* DATA FOR REVIEW
*** Begin section ***

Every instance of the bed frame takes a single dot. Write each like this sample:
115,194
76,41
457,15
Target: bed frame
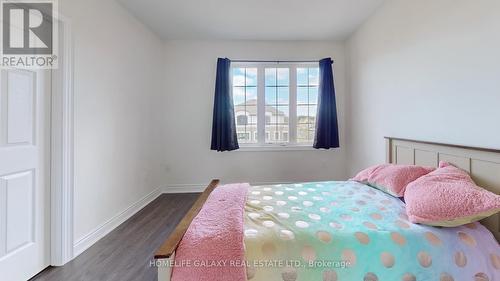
482,163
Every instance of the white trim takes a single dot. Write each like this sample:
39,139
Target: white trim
102,230
197,188
277,147
62,150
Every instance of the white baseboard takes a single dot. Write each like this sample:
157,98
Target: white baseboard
102,230
196,188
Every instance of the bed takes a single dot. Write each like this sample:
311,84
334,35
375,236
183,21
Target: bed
350,231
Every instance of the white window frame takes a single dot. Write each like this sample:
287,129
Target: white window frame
261,145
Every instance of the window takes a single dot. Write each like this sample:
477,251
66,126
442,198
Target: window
307,103
276,104
245,103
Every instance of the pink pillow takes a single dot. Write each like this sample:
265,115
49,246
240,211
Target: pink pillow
391,178
448,197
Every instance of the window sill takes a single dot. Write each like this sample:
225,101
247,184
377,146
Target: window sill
256,148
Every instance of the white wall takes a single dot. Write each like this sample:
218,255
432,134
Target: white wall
426,70
117,83
188,104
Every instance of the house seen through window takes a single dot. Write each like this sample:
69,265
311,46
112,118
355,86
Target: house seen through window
275,104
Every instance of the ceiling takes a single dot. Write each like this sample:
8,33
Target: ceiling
252,19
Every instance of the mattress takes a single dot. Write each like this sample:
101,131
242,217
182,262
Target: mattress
350,231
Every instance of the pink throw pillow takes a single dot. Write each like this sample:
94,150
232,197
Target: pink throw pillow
391,178
448,197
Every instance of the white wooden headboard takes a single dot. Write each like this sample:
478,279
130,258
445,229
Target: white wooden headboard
483,164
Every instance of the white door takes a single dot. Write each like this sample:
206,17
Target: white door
24,169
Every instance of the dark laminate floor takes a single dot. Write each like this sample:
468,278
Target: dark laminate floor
124,254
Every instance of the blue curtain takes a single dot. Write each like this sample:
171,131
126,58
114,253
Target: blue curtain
327,131
224,136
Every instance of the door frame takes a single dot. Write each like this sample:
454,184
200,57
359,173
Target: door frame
62,149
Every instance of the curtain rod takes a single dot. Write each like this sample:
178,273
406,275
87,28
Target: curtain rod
276,61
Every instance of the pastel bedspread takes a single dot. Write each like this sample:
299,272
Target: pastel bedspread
350,231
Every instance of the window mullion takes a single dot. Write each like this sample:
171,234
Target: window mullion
261,105
292,122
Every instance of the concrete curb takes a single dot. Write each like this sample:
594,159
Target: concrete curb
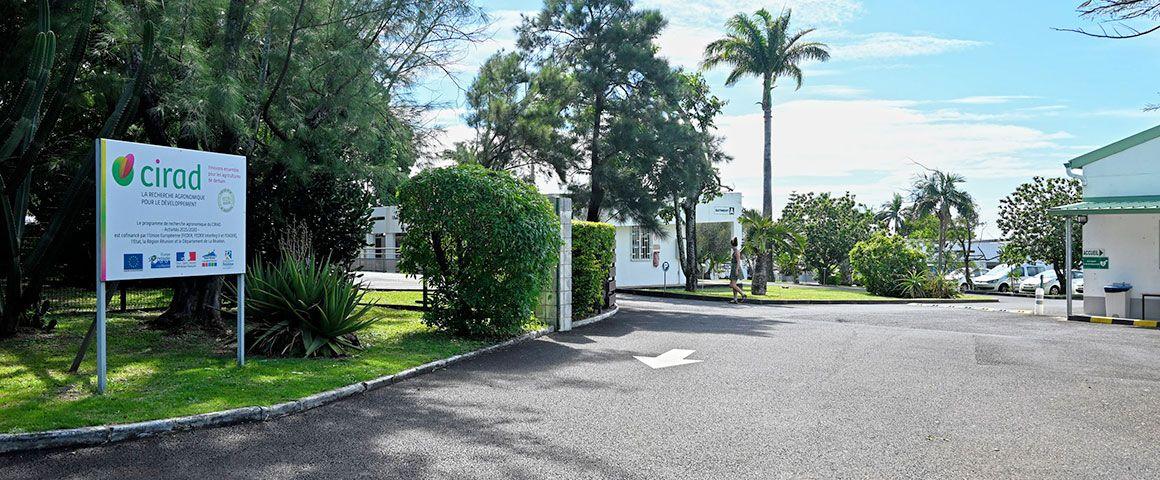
1114,320
767,302
596,318
93,436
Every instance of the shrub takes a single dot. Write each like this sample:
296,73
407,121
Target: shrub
923,283
881,260
303,306
484,241
593,254
912,284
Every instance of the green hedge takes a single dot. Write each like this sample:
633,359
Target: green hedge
593,254
883,260
485,241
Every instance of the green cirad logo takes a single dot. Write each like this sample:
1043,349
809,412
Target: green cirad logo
123,169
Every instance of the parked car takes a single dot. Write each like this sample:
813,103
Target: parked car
999,278
959,276
1050,282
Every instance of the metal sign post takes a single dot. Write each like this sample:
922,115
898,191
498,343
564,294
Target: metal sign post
101,356
165,212
241,320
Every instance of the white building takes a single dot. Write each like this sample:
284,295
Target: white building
381,253
1121,220
640,255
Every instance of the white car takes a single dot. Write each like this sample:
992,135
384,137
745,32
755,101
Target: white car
1050,282
959,276
999,278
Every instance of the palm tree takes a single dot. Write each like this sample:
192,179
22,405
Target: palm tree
765,239
936,193
893,213
763,46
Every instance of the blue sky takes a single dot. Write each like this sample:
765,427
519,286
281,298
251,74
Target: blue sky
984,88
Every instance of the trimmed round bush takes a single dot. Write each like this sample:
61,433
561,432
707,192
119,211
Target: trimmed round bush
485,242
593,254
882,260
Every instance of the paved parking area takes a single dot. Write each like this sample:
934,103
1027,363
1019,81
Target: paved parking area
780,392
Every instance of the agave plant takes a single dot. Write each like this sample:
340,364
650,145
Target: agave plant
304,306
913,284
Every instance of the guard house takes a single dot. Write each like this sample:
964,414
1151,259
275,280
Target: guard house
381,253
640,255
1121,220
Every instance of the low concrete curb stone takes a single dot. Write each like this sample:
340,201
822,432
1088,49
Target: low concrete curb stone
1114,320
93,436
596,318
792,302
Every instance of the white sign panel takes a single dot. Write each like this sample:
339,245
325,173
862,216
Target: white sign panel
168,212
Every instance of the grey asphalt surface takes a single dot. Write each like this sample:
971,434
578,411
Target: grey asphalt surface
782,392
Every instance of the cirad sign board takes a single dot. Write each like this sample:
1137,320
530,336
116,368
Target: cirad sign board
167,212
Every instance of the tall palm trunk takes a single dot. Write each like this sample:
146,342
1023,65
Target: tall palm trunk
762,262
942,242
594,177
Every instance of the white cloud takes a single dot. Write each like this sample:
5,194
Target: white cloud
870,147
835,91
987,100
862,46
713,13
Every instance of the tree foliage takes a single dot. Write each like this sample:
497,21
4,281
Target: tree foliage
1031,233
607,48
831,226
936,194
593,256
484,241
883,260
519,116
763,46
46,125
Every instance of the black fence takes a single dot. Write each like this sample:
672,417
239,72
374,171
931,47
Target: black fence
121,297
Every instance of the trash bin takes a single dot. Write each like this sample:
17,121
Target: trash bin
1116,300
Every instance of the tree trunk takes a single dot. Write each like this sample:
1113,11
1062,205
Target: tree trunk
693,270
942,242
196,302
595,175
767,196
760,275
966,260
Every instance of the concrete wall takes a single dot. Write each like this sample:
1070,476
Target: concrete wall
642,273
1132,172
637,273
556,303
1131,242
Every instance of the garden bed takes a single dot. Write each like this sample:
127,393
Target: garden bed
156,376
794,293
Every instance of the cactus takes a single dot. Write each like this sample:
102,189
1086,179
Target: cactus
24,128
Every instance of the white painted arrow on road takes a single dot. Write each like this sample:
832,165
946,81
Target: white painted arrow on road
669,358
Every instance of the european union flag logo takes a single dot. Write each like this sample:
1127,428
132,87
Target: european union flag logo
135,262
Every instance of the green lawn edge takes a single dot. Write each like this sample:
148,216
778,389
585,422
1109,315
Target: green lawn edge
797,292
154,375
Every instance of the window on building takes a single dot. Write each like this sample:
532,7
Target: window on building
642,244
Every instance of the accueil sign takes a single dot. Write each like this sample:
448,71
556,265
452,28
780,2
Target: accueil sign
167,212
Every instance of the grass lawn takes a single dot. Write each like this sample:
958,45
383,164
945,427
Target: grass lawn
394,297
788,291
154,376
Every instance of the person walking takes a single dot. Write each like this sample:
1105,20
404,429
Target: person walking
734,274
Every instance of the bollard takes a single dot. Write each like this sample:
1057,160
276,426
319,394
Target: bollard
1041,308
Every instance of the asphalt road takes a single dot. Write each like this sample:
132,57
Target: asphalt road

*** End section ***

Print the material above exactly, skipping its images.

Every instance of the bed frame takes a single dot. Write each like this sample:
115,194
76,41
457,15
Target: bed frame
482,163
Every instance of the white trim takes a single dot. Write each like this sample:
39,139
Target: white trim
102,230
197,188
277,147
62,150
Every instance of the white baseboard takes a single dot. Write each like this sample:
157,98
Target: white baseboard
102,230
196,188
Every instance of the bed takes a single dot. Write each like this sample:
311,84
334,35
375,236
183,21
Target: bed
350,231
Every instance of the white window frame takes a single dot. Write each like this sample:
287,129
Target: white window frame
261,145
Every instance of the window takes a single dot. Write each like this sample:
477,251
66,126
442,198
Target: window
307,103
276,104
245,103
Every instance of the pink pillow takes a single dot. Write each like this sample:
265,115
49,246
240,211
Target: pink pillow
391,178
448,197
Every instance of the window sill takes a single dot. Write each like this sample:
225,101
247,184
377,146
Target: window sill
256,148
Every instance of the white wall takes a single dot. Write each like this sample:
218,255
432,134
Target: white wall
426,70
117,83
188,104
Every instance of the house seen through window takes a single dot. Write each like this sample:
69,265
311,46
112,118
355,86
Target: house seen through window
275,104
Every instance of the ceiling takes a single dot. Write each like this sample:
8,33
Target: ceiling
252,19
Every instance of the mattress takes a single dot. Write each like this sample:
101,131
242,217
182,262
Target: mattress
350,231
Every instance of the pink throw pillow takes a single dot. Write each like this sample:
94,150
232,197
Target: pink throw pillow
391,178
448,197
Every instance of the white wooden headboard takes a single dot. Write each like this sample:
478,279
130,258
445,229
Target: white wooden headboard
483,164
Every instance of the white door takes a single dot. Write each like this sample:
206,17
Target: white door
24,169
Every instance of the dark laminate floor takes a single dot. Write each like this sample:
468,278
Target: dark laminate floor
124,254
Every instance of the blue curtain takes a single dot. Write each like this sample:
171,131
126,58
114,253
Target: blue curtain
327,131
224,136
Every instance of the door frame takes a single dot. Write each like this sample:
454,184
200,57
359,173
Target: door frame
62,149
Every instance of the curtain rod takes a single dot. Write each like this sample:
178,273
406,275
87,28
Target: curtain rod
276,61
Every instance of the pastel bedspread takes a single dot. Write each like this sample:
299,272
Target: pastel bedspread
350,231
Every instance of the window mullion takes a single dot. Write each like this sample:
171,234
Target: window mullion
261,105
292,122
Every instance of the concrete curb takes a single dot. Write each like this sample:
594,159
Target: concrete curb
1114,320
767,302
596,318
93,436
Every instance of the shrub takes a single dot. Write each like this sample:
296,73
407,121
Target: shrub
923,283
881,260
303,306
484,241
593,254
912,284
Every instance of the green hedge takes a single dot. Write each like this sample:
633,359
Target: green hedge
593,254
883,260
485,241
Every instance of the green cirad logo takes a single dot. Write each like this sample:
1043,349
809,412
Target: green cirad logo
123,169
Every instance of the parked car takes a single dot. Write each like this sample:
813,103
Target: parked car
999,278
959,276
1050,282
Every instance of the metal sign post takes a single dot. Write each like this sample:
922,115
898,191
498,343
564,294
Target: metal sign post
101,356
165,212
241,320
Every instance of the white building takes a single dot. Write each like this sample:
284,295
Target: white building
381,253
1121,220
640,255
Every instance of the white car takes a single dot. Write each like this sample:
992,135
384,137
745,32
755,101
Target: white car
1050,282
959,276
999,278
Every instance of the palm tree takes a single dot. Write each like this sample:
192,179
22,405
Target: palm tree
765,239
936,193
893,213
763,46
Every instance of the blue sky takes a single dot. Write each like this sample:
765,427
519,286
281,298
251,74
Target: blue sky
984,88
Every instance of the trimmed round bush takes a single dot. Write each like this sample:
61,433
561,432
707,192
119,211
Target: trimmed round bush
485,242
593,254
882,260
Every instance of the paved parking area takes a single dot. Write each like this sample:
934,103
1027,363
1019,81
Target: paved parking area
780,392
Every instance of the agave plant takes a single dot. Write each like this sample:
340,364
650,145
Target: agave plant
304,306
913,284
Every instance of the guard house takes a single dot. Write each like this sample:
964,414
1151,259
275,280
Target: guard house
381,253
640,255
1121,220
Every instance of the low concrete curb stone takes a single dot. Write each like this sample:
340,201
822,432
1088,49
Target: low concrete curb stone
1114,320
93,436
596,318
792,302
Every instance of the white sign panel takes a single dot. Write each like this sample:
339,245
325,173
862,216
Target: white sign panel
168,212
Every instance of the grey asphalt surface takes a single dot. Write each like this sample:
971,434
578,411
Target: grey asphalt surface
782,392
Every instance of the cirad sign board takes a single dot. Write each like this sample:
1137,320
530,336
116,368
Target: cirad sign board
167,212
Every instance of the tall palm trunk takes a single dot. Write each like this sample:
146,342
1023,65
Target: tall palm trunk
762,262
942,242
594,177
Every instance of the white cloud takes a single dot. Write each like this sample:
5,194
Target: white cloud
870,147
835,91
987,100
862,46
713,13
Every instance of the tree foliage takes a single dot. Write each like this sample:
497,21
4,281
Target: tree foliage
1031,233
607,48
831,226
936,194
593,256
484,241
883,260
519,116
763,46
46,125
Every instance of the black fence takes a single dot. Write each like this sample:
672,417
239,72
374,171
931,47
Target: black fence
121,297
Every instance of the trash bin takes a single dot. Write each like this sample:
17,121
Target: trash bin
1116,300
Every instance of the tree trunk takes a single dot. Write each like this sample:
1113,11
1062,205
Target: tree trunk
693,270
942,242
196,302
595,175
767,196
760,275
966,260
Every instance of the concrete wall takes a single dot. Write each like this sample:
1070,476
Target: concrete wall
642,273
1132,172
637,273
556,303
1131,242
Every instance of the garden bed takes a single dot. Write each like this sample:
127,393
Target: garden bed
156,376
794,293
Every instance of the cactus takes a single dot. Write each like this sample:
102,189
1086,179
Target: cactus
24,128
Every instance of the white painted arrow on road takes a single dot. Write each like this sample:
832,165
946,81
Target: white painted arrow on road
669,358
Every instance of the european union flag logo takes a single dot. Write each like this sample:
1127,428
132,87
Target: european union flag logo
135,262
Every instance of the green lawn edge takes a single dot. Write each like this sample:
148,216
778,389
585,422
1109,315
Target: green lawn edge
797,292
154,375
Every instance of the window on building takes a single dot. Write each like this sample:
532,7
Target: window on building
642,244
Every instance of the accueil sign takes a single dot. Write each like this sample:
448,71
556,265
452,28
780,2
Target: accueil sign
167,212
Every instance of the grass lawn takes a single dot. Write each like this sample:
958,45
383,164
945,427
Target: grass lawn
394,297
788,291
154,376
Every instance of the person walking takes a single dot. Write each like this sample:
1105,20
404,429
Target: person walking
734,274
Every instance of the bollard takes a single dot. Write each like this sample:
1057,160
276,426
319,394
Target: bollard
1041,308
Every instance of the asphalt road takes a single dot. Write each like this sample:
132,57
Target: asphalt road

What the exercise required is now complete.